## Instructions for the task
What you return must match the records exactly.

## Information supplied
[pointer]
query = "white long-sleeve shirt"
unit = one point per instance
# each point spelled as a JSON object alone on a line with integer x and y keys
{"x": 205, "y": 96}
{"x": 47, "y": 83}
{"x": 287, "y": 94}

## Output below
[pointer]
query = "white long-sleeve shirt"
unit = one point per instance
# each point spelled as a JSON object alone on a line with integer x and y keys
{"x": 205, "y": 96}
{"x": 47, "y": 83}
{"x": 287, "y": 94}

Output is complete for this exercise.